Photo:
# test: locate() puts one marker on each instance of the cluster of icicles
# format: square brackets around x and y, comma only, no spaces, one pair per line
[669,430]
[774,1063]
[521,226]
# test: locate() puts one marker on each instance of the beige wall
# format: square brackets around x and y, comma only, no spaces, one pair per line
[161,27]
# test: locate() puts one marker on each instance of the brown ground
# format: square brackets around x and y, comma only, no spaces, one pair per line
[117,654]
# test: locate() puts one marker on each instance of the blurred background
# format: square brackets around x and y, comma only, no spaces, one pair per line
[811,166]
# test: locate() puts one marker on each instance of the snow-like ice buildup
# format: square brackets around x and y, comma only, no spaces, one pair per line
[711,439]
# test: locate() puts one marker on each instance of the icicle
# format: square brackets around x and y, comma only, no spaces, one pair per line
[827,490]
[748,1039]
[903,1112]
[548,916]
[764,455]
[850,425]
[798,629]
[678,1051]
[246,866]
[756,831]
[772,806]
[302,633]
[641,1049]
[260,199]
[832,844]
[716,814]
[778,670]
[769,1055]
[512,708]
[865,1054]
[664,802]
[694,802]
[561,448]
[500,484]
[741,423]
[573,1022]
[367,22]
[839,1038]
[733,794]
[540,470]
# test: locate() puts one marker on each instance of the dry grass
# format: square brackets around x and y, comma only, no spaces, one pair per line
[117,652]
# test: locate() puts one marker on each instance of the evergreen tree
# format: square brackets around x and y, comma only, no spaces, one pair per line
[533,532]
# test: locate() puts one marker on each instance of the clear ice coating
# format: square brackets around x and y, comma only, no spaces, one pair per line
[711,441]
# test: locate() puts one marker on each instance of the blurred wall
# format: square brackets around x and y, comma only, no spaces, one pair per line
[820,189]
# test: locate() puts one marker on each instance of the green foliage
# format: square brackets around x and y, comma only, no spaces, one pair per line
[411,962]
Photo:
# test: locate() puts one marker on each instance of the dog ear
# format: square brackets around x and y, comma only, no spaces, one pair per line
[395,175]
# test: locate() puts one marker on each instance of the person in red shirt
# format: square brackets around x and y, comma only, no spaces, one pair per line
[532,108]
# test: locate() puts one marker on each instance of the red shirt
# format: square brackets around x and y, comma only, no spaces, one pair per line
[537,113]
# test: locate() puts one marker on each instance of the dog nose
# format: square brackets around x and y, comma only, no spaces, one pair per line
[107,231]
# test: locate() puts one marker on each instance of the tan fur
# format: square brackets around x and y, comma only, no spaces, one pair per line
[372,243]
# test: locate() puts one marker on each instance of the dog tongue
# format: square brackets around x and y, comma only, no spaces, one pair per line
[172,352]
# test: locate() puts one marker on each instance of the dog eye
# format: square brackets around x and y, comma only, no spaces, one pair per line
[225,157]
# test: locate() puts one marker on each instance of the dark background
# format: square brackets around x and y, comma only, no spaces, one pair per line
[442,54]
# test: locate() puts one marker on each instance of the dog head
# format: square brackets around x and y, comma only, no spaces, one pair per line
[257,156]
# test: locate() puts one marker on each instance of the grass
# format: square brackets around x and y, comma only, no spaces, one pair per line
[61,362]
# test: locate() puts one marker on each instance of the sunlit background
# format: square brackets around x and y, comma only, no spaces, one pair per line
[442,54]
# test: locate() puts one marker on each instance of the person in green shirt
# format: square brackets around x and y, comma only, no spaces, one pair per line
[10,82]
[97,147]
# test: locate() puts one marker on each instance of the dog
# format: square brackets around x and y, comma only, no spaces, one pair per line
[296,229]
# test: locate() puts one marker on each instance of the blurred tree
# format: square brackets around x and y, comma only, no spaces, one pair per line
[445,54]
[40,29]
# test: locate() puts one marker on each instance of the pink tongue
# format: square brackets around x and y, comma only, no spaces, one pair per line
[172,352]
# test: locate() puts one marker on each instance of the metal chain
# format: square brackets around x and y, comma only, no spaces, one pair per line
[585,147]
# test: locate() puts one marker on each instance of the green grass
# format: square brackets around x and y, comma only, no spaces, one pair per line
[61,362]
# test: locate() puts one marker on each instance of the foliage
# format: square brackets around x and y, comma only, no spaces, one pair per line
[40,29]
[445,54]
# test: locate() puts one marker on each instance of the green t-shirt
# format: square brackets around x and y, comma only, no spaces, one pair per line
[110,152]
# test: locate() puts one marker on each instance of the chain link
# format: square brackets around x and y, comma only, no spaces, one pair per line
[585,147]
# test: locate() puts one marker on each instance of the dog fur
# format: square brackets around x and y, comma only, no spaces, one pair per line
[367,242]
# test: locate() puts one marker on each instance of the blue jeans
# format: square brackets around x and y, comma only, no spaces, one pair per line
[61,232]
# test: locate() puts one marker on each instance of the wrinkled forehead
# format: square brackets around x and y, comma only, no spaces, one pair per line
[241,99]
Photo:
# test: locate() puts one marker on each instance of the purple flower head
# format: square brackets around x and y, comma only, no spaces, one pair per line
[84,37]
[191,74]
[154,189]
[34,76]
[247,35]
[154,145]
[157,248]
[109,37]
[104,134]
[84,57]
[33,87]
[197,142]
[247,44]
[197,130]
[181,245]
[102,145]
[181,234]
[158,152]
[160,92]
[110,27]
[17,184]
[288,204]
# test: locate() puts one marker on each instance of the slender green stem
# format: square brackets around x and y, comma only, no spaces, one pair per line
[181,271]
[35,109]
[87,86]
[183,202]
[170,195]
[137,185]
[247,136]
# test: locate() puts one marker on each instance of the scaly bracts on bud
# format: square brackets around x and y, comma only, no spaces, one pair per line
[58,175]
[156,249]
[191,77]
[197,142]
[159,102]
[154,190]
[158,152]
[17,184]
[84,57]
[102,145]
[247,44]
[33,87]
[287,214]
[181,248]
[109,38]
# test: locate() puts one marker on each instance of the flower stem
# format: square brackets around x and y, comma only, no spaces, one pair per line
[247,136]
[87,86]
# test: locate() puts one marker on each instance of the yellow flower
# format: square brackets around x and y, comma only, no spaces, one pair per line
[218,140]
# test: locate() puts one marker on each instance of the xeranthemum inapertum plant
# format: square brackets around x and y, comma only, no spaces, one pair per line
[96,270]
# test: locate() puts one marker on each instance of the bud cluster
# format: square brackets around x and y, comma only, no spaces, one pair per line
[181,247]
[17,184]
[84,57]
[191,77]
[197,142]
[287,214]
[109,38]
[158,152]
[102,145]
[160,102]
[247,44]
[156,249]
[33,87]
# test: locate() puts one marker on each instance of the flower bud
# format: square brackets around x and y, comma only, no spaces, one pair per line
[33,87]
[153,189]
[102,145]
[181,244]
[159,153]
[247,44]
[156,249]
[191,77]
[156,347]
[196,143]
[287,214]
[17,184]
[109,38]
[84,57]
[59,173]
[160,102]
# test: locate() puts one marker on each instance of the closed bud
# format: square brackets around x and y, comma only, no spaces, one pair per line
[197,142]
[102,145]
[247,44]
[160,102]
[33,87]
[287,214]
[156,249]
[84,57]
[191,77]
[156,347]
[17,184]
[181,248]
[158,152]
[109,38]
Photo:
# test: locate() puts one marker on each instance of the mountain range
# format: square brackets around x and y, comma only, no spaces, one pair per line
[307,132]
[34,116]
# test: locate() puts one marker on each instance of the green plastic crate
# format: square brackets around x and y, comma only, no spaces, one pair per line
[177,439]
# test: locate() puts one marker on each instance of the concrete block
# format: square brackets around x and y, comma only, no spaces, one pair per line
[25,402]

- - -

Your assignment
Reproduce each line of the data without any change.

Expected output
Photo:
# test: locate() puts one marker on each instance of the cluster of icicles
# format: square brackets around x and y, comma only, no spaces, one pair per line
[669,430]
[774,1063]
[521,226]
# test: locate() puts one marker on each instance of the beige wall
# format: square brackets around x and y, comma only, no spaces, one pair per line
[161,27]
# test: locate() puts one marker on each instance of the brown ground
# format: square brackets around x and y, comma only, no spaces, one pair per line
[117,654]
# test: locate() puts one marker on each instance of the blurred background
# format: square brackets around x and y, comma only, no spaces, one pair per line
[811,166]
# test: locate() puts one marker on each instance of the snow-like ice buildup
# format: square brackets around x and y, comma only, no spaces, one pair per line
[711,439]
# test: locate() puts one marker on each instance of the icicle
# format: square brackets around x and y, comma only, no spaces, one pair per line
[827,490]
[748,1039]
[903,1112]
[548,916]
[764,455]
[850,425]
[798,629]
[678,1051]
[246,866]
[756,831]
[772,806]
[302,633]
[641,1049]
[260,199]
[832,844]
[716,814]
[778,670]
[769,1055]
[512,708]
[865,1054]
[664,802]
[694,802]
[561,448]
[500,484]
[741,423]
[573,1022]
[367,22]
[839,1038]
[733,794]
[540,470]
# test: locate() puts one marker on each instance of the dry grass
# format: square brackets around x and y, comma only, no spaces, one pair per line
[117,652]
# test: locate() puts one marker on each instance of the evergreen tree
# format: square brackets around x and y, comma only, no spaces, one pair per line
[533,532]
# test: locate() puts one marker on each instance of the clear ice coating
# format: square brackets around x and y, comma only, no spaces, one pair per line
[711,441]
# test: locate() puts one marker on each instance of the blurred wall
# format: square brackets around x and y, comma only, no spaces, one pair per line
[820,189]
# test: locate() puts one marker on each instance of the green foliage
# format: square brackets around x and y, comma only, no spaces, one pair per line
[411,962]
Photo:
# test: locate() puts one marker on each instance of the dog ear
# format: square brackets around x and y, comma only, no spaces, one pair per line
[395,175]
# test: locate() puts one marker on each instance of the person in red shirt
# format: square brackets around x and y, comma only, no spaces, one pair per line
[532,108]
# test: locate() puts one marker on each instance of the red shirt
# format: square brackets around x and y, comma only, no spaces, one pair per line
[537,113]
# test: locate() puts one marker on each instance of the dog nose
# format: square brackets around x and y, comma only, no spaces, one pair per line
[107,231]
# test: locate() puts one marker on each instance of the tan fur
# format: square brackets around x and y, comma only, no spaces, one pair per line
[372,243]
# test: locate() puts one marker on each instance of the dog tongue
# format: square brackets around x and y, comma only, no spaces, one pair per line
[172,352]
# test: locate() puts one marker on each instance of the dog eye
# format: square brackets around x and y, comma only, no spaces, one pair per line
[225,157]
# test: locate() puts one marker on each instance of the dark background
# format: square brackets around x and y, comma only, no spaces, one pair per line
[442,54]
# test: locate() puts one marker on each instance of the dog head
# format: square brackets around x and y, comma only, no spaces, one pair per line
[257,156]
# test: locate() puts one marker on each instance of the grass
# format: square brackets around x and y, comma only, no spaces, one pair per line
[61,362]
# test: locate() puts one marker on each instance of the sunlit background
# format: square brackets around x and y, comma only, no spaces, one pair per line
[442,54]
# test: locate() puts one marker on each instance of the person in green shirt
# format: square brackets around x and y, comma only, no spaces, one pair per line
[10,82]
[97,147]
# test: locate() puts one marker on each instance of the dog
# format: square brackets around x and y, comma only, no spaces, one pair per line
[296,229]
# test: locate() puts one marker on each instance of the blurred tree
# format: square brackets around x and y, comma only, no spaces, one pair per line
[445,54]
[40,29]
# test: locate() puts one marker on each instance of the pink tongue
# format: square brackets around x and y, comma only, no spaces, one pair per line
[172,352]
# test: locate() puts one marker on each instance of the metal chain
# format: square brackets around x and y, comma only, no spaces, one pair per line
[585,147]
# test: locate() puts one marker on each instance of the green grass
# format: square brackets around x and y, comma only, no spaces, one pair per line
[61,362]
# test: locate() puts one marker on each instance of the foliage
# format: square brackets around x and y, comma only, no spaces, one pair per line
[40,29]
[445,54]
# test: locate() puts one marker on each instance of the green t-shirt
# format: square brackets around x and y, comma only, no spaces, one pair per line
[110,152]
# test: locate() puts one marker on each instance of the chain link
# format: square brackets around x and y, comma only, no spaces, one pair per line
[585,147]
# test: locate() puts one marker on each instance of the dog fur
# format: square brackets around x and y, comma only, no spaces, one pair per line
[367,242]
# test: locate() puts one marker on each instance of the blue jeans
# format: square brackets around x and y, comma only, no spaces, one pair per line
[61,232]
# test: locate() puts one marker on each instance of the wrinkled forehead
# format: square brackets around x and y, comma only, no spaces, one pair per line
[241,99]
Photo:
# test: locate() puts one marker on each instance of the purple flower head
# format: square brackets around x and y, comma only, no spaces, one pair per line
[84,37]
[191,74]
[154,189]
[34,76]
[247,35]
[154,145]
[157,248]
[109,37]
[104,134]
[84,57]
[33,87]
[197,142]
[247,44]
[197,130]
[181,245]
[102,145]
[181,234]
[158,152]
[160,92]
[110,27]
[17,184]
[288,204]
# test: locate() puts one marker on each instance of the slender green stem
# format: square brackets around x and y, comma only, no spaces, one pair per line
[181,271]
[35,109]
[87,86]
[183,202]
[170,195]
[137,185]
[247,136]
# test: locate() puts one marker on each instance of the scaly bracts on bud
# format: square brackets around x and y, comma only, no spaces, one pair per line
[58,175]
[156,249]
[191,77]
[197,142]
[159,102]
[154,190]
[158,152]
[17,184]
[84,57]
[102,145]
[247,44]
[33,87]
[287,214]
[181,248]
[109,38]
# test: locate() puts one marker on each instance of the flower stem
# format: square brackets around x and y, comma only, no spaces, one pair per line
[247,136]
[87,86]
# test: locate() puts one marker on each instance of the yellow flower
# format: square brackets around x and y, comma only, no spaces, one pair per line
[218,140]
# test: locate() puts one marker on each instance of the xeranthemum inapertum plant
# format: square brackets around x and y, comma only, no spaces, one pair per line
[96,270]
# test: locate() puts one marker on each instance of the bud cluster
# format: square brackets around x and y, comma only, no spaces, one pair per line
[181,247]
[17,184]
[84,57]
[191,77]
[197,142]
[287,214]
[109,38]
[158,152]
[102,145]
[160,102]
[247,44]
[156,249]
[33,87]
# test: locate() puts one marker on each instance of the flower bud
# format: square brackets around x and y, comma only, no spaces, one pair per line
[33,87]
[153,189]
[102,145]
[181,244]
[159,153]
[247,44]
[156,249]
[191,77]
[156,347]
[196,143]
[287,214]
[17,184]
[109,38]
[84,57]
[59,173]
[160,102]
# test: locate() puts one marker on each instance of the closed bud
# format: square brackets around x and y, comma only, no spaces, one pair per line
[197,142]
[102,145]
[247,44]
[160,102]
[33,87]
[287,214]
[156,249]
[84,57]
[191,77]
[156,347]
[17,184]
[181,248]
[158,152]
[109,38]
Photo:
# test: locate() puts one marker on each instance of the mountain range
# format: square brackets around x and y, comma only, no spaces, one pair per line
[307,132]
[34,116]
# test: locate() puts one marker on each instance of the green plastic crate
# format: square brackets around x and y, comma only, no spaces, one pair per line
[177,439]
# test: locate() puts one marker on each instance of the concrete block
# format: square brackets around x and y, comma only, no spaces, one pair per line
[25,402]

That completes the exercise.